-- What is expected --
Would you set down the data that follows, word for word, without any pictures?

-- Records for this exercise --
::::

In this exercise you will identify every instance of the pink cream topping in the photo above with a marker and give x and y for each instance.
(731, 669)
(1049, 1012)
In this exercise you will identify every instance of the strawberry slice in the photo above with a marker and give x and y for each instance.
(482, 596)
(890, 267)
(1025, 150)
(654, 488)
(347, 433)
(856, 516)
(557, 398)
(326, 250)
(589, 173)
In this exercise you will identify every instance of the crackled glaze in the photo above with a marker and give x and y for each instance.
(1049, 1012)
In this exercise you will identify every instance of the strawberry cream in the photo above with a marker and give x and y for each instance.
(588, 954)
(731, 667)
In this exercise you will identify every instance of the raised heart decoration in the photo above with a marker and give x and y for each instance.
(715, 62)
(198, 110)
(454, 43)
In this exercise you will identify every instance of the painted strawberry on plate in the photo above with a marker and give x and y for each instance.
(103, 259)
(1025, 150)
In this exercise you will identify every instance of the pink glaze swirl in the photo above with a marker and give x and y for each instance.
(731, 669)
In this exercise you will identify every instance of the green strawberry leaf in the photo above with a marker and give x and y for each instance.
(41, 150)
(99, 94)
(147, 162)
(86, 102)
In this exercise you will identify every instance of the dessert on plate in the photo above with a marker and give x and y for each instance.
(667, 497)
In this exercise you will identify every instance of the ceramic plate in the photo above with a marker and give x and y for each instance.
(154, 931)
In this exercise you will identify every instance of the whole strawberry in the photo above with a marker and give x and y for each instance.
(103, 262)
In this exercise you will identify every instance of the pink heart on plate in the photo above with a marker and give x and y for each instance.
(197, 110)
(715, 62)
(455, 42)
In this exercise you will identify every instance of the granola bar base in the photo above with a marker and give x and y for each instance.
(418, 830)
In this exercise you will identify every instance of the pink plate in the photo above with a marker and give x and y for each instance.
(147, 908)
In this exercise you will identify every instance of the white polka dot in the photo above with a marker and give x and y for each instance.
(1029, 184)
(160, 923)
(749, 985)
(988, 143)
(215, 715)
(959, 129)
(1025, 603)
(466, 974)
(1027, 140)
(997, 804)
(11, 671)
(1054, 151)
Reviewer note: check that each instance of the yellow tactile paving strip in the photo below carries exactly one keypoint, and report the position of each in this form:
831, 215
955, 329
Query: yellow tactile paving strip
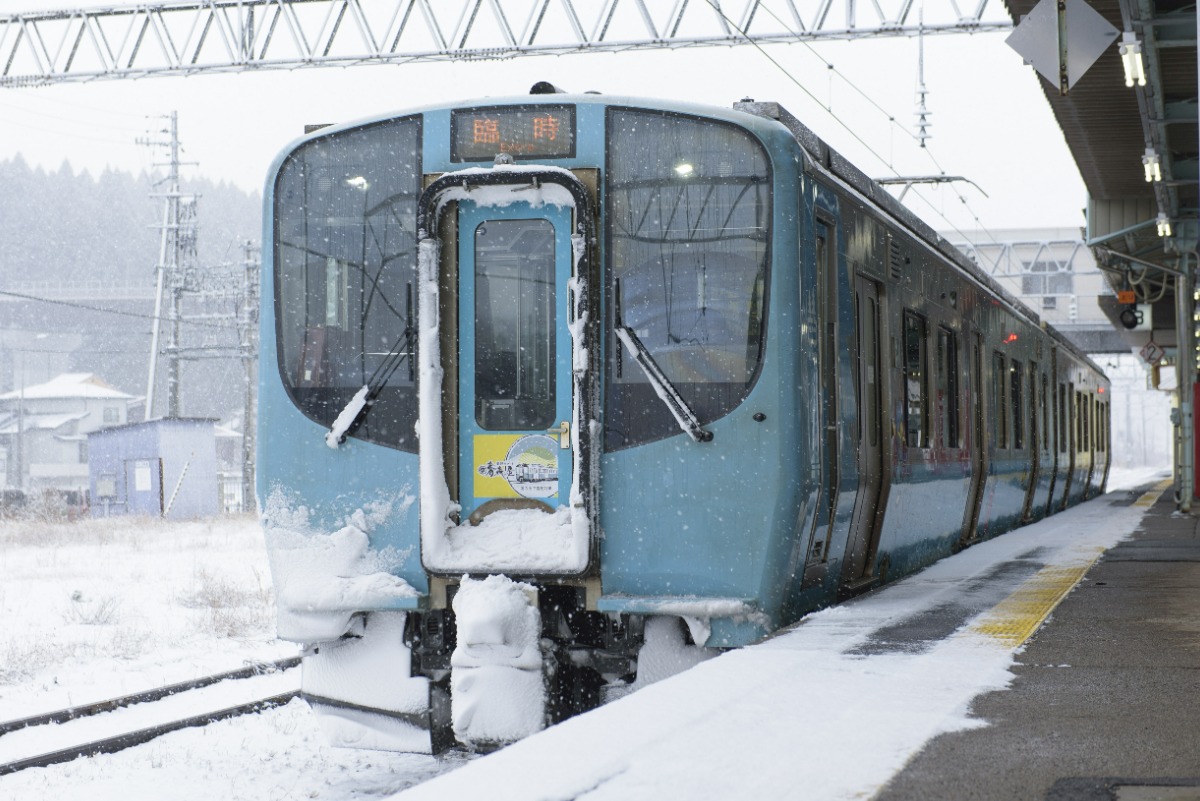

::::

-- Answer area --
In this exercise you will identify every instance of the pink cream topping in the photo above with a marker and give x and y for each instance.
(731, 669)
(1049, 1012)
In this exercise you will identify every instance of the strawberry slice in the photo above with a marker and give x and y for each instance.
(482, 596)
(890, 267)
(1025, 150)
(654, 488)
(347, 433)
(856, 516)
(557, 398)
(326, 250)
(589, 173)
In this exercise you will identify every instance of the crackled glaze in the photo above with a marker and give x and y for each instance.
(1049, 1012)
In this exercise you will identify every instance of the strawberry cream in the photo above with a marker and give x and y for each instance.
(588, 954)
(731, 667)
In this exercise you will identify every instance of the raised heart decoration in the photo above with a marker and give x and y for each instance.
(715, 62)
(198, 110)
(454, 43)
In this exercise you will identify every instance of the painted strawberry on plate in the photo above with a marker and give x and y for each instance.
(103, 259)
(1025, 150)
In this exercise you will identify every instance of the pink glaze swirl in the photo above with a marker and give x and y for each instance.
(731, 669)
In this exercise you will identify every instance of the green strawberry leaf in the photo above with a marker and give x and y for each instance.
(41, 150)
(99, 94)
(147, 162)
(86, 102)
In this exercise you will identify every instance of the dessert on plate in the photo above with a marker and give x and y for each instance.
(667, 497)
In this exercise you will identify every instance of the ceramic plate in the photo above with a marker and give x and y for each instance.
(154, 931)
In this exercise you will identify every instance of the whole strawberry in the photo above with a marker and give x and y for each instance.
(103, 262)
In this exercise you will identify every instance of the pink heart on plate in the photo above with a marker and give x and y for each instance.
(197, 110)
(715, 62)
(455, 42)
In this exercise you will identify every instance of the granola bar base in the photo above with a marker and give x and y for each instance.
(418, 830)
In this exercise you will identify every instance of the pink plate in the photo above with a marker and give x and y for each instance.
(147, 908)
In this exercise you will identify every instance of the white polka dot in the photo above with a marker and give x and y for each instance.
(1029, 184)
(160, 923)
(749, 985)
(988, 143)
(215, 715)
(959, 129)
(1025, 603)
(466, 974)
(1027, 140)
(997, 804)
(11, 671)
(1054, 151)
Reviewer note: check that each instance of the yellow tactile paving strip in the photo below carries exactly one keypoint, and report the position of each in this form:
831, 215
955, 329
Query: yellow tactile paving strip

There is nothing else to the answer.